**Material shown:**

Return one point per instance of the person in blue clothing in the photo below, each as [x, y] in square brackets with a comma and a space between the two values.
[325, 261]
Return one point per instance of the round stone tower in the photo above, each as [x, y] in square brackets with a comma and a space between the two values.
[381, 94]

...

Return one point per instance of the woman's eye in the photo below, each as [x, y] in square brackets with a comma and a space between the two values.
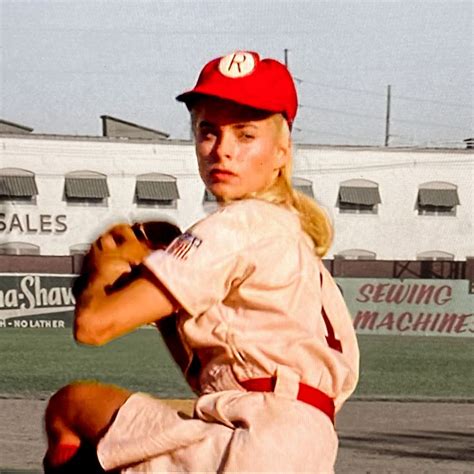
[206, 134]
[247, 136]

**Task goal:** Pick out every line of the data above that contains the word "below" and copy each of those lines in full.

**Output of the exercise:**
Return one point per instance of the person in blue clothing in the photo below, each as [x, y] in square brackets with a comma and a space between the two values.
Return one point per instance of the woman's eye in the photo below, each as [x, y] in square brackets with a comma and a space between the two values.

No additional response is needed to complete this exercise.